- WHAT YOU NEED TO DO
Without omitting anything, retype the data that follows.

═══ RECORDED INFORMATION ═══

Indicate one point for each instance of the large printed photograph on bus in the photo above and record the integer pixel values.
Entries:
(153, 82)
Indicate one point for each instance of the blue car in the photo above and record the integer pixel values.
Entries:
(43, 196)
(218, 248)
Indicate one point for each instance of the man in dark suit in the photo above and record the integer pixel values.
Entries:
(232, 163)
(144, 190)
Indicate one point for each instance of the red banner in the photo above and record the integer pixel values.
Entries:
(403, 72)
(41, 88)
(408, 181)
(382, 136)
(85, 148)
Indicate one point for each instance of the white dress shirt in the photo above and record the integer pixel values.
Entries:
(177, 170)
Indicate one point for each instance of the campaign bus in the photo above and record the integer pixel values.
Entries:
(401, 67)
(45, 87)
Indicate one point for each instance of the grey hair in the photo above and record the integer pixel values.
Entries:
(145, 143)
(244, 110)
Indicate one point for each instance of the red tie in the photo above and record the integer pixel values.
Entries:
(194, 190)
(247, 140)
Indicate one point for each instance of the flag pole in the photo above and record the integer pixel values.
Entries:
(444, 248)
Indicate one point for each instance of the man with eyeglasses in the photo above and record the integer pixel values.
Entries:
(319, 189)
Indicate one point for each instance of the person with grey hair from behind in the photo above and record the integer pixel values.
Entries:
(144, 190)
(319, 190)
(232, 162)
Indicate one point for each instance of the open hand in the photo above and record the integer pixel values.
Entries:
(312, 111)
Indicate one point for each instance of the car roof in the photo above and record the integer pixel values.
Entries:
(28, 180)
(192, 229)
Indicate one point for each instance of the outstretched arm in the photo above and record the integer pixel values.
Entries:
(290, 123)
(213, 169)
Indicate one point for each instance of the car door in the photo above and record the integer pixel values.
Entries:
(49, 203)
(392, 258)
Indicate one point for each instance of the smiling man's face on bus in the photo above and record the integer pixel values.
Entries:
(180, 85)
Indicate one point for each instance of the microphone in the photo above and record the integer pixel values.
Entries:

═══

- TASK RESPONSE
Indicate one point for each instance of the large printed photograph on bus in the photo above and record the integer pixel values.
Entries:
(153, 82)
Indicate one point for each instance of the blue car in the photo above and record the integer pixel values.
Entries:
(43, 196)
(218, 248)
Indicate one point for each instance of the man in dark suit in the photo above and record the integer pixel values.
Entries:
(232, 163)
(144, 190)
Indicate one point for each instance of the red banner in the photo above and record the integer pixel values.
Entries:
(403, 72)
(41, 88)
(408, 181)
(382, 136)
(85, 148)
Indicate one point for each instance of the white dress shirt in the photo above and record the integer pixel values.
Entries:
(177, 170)
Indicate one point for each instance of the campaign bus in the photo above and record the integer pixel values.
Entries:
(401, 67)
(45, 87)
Indicate one point for each instance of the grey hair in the photo above and record the integer pixel values.
Entries:
(145, 143)
(244, 110)
Indicate one point for each instance of the red tie in the photo above and record the integer pixel values.
Entries:
(194, 190)
(247, 140)
Indicate one point for each instance of the flag pole in the photo above and record the integer pixel values.
Entries:
(444, 248)
Indicate one point for each instance of the man with eyeglasses in the photo above and record the integer pixel values.
Entries:
(319, 189)
Indicate one point for each instance of the person with grey hair from behind in the photo above and record the integer pixel values.
Entries:
(144, 190)
(319, 190)
(232, 162)
Indicate one point for each instance of the open hand in the photo above and record the integer pixel values.
Entries:
(312, 111)
Indicate one point for each instance of the car roof in the photo above and record the integer pixel values.
Entries:
(28, 180)
(192, 229)
Indicate one point for each instance of the outstretched arm in the photo above and record the integer pixel values.
Entries:
(290, 123)
(213, 169)
Indicate one point for each instance of the car door in the photo above and record the integer pixel values.
Entries:
(49, 203)
(392, 258)
Indicate one point for each instance of the smiling man's face on bus in the photo above and record the integer pixel values.
Entries:
(180, 85)
Indicate one point for each instance of the microphone in the photo above and record the integer pixel values.
Entries:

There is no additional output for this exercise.